INPUT DATA |
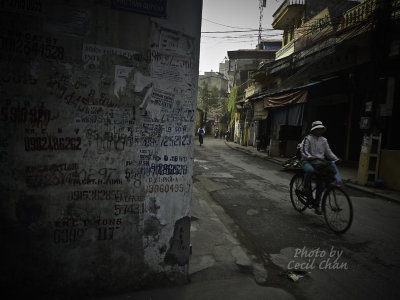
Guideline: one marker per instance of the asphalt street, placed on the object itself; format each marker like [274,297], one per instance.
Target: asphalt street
[363,263]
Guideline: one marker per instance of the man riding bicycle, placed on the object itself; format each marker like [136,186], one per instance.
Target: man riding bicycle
[314,148]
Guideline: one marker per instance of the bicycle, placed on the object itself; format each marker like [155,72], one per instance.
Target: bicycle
[336,204]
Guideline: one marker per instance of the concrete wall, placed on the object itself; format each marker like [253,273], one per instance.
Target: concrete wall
[388,168]
[98,102]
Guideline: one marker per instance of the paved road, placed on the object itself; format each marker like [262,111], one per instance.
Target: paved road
[364,263]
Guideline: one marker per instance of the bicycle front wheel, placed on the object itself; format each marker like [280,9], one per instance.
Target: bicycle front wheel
[338,210]
[299,202]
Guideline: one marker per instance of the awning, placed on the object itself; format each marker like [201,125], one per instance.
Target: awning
[299,96]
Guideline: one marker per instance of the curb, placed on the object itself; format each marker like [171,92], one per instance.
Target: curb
[347,184]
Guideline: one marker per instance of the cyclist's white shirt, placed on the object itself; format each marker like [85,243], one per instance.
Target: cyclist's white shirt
[316,146]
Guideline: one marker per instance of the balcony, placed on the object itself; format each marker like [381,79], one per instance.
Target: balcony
[358,14]
[288,13]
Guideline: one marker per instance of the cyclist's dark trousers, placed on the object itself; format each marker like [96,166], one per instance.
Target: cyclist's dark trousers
[308,174]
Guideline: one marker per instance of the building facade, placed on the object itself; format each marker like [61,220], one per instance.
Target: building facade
[337,65]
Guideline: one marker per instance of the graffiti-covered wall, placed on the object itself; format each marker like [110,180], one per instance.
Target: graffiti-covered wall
[98,102]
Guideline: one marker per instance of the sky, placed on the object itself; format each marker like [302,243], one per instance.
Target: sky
[235,15]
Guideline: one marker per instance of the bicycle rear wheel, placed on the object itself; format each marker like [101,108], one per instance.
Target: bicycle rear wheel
[337,209]
[299,201]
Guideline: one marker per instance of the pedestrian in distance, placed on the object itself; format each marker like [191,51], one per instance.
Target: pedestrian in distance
[314,149]
[201,131]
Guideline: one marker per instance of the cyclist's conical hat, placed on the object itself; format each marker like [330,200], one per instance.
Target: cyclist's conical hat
[316,125]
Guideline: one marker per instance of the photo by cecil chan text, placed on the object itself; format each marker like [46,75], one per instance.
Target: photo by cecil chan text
[317,259]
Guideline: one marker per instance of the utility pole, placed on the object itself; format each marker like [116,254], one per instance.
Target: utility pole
[261,5]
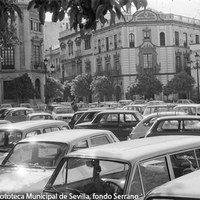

JOB | Rewrite all of the lines above with "marker" changed to "point" everywhere and nothing else altered. Omit the pictures.

TASK RESPONSE |
Guideline: one point per instance of the asphalt street, placed on the object itself; format each point like [274,297], one per instance.
Target: asphalt street
[363,263]
Guideline: one point per instance of the man riding bicycle, placed on the object itself; format each point like [136,186], one per instance.
Target: man riding bicycle
[314,148]
Guideline: one point per instance of the bicycle, placed on the object itself; format each point like [155,72], one per instance.
Target: bicycle
[336,204]
Guideline: one point per instance of the concrete wall, placed on the object itself; format each point like [253,273], one per instance.
Target: concrete wall
[388,168]
[98,102]
Guideline: one point per instance of the paved road, placed on the object itself; format each point like [262,111], one per instance.
Target: paved road
[364,263]
Guideline: one point per instance of the bicycle front wheel, placed on the object itself; format each point like [280,9], one per instance.
Target: bicycle front wheel
[338,210]
[299,202]
Guideline: one point per instance of the awning, placed on the object itself; format each point like [201,125], one per instance.
Target: awning
[299,96]
Guideline: one point per instance of the curb, placed on the object itself; format each point like [171,92], one per instance.
Target: curb
[347,184]
Guideline: one point per instance of the cyclist's white shirt, placed on the object itself; format each point like [85,243], one per instance.
Target: cyclist's white shirt
[316,146]
Guideline: one point per instance of the balcony, placed on the object itself; format each point like [381,79], one per instance.
Target: balcony
[358,14]
[288,13]
Guideline: one point per instance of the cyclist's dark trousers, placed on the object itself; format each point like [96,166], one per instance.
Target: cyclist's dark trousers
[308,174]
Guideline: one point per instance of the building facade, placed on the object itself; format each point like [61,220], one per instance.
Target: building facade
[337,65]
Guideline: one point per instance of the graffiti-covered wall, placed on the object itself; format each point like [110,180], one per instance.
Target: graffiti-covered wall
[98,102]
Guideline: one point per instance of the sky, placed on the object itself; format each point like [302,243], one per instance.
Target: sky
[235,15]
Guideline: one point per instance of the bicycle rear wheel, placed on the object itself; format each point like [101,108], one per instance.
Target: bicycle rear wheel
[337,209]
[299,201]
Guideline: one point per instance of the pedestrian in distance, placed on the object itself; format each point like [191,51], one per instance.
Target: pedestrian in distance
[314,149]
[201,131]
Guideline: one point per instance of the cyclist's conical hat, placed on the object itself; format each point like [330,200], one per instance.
Target: cyclist's conical hat
[316,125]
Guideline: one point per instance of the photo by cecil chan text, placed on the object itself; format each point like [46,75], one per instance.
Target: photo by cecil chan text
[317,259]
Guideline: one point per instance of the utility pole, placed on the object itself; format each point like [116,254], one per instance.
Target: utility pole
[261,5]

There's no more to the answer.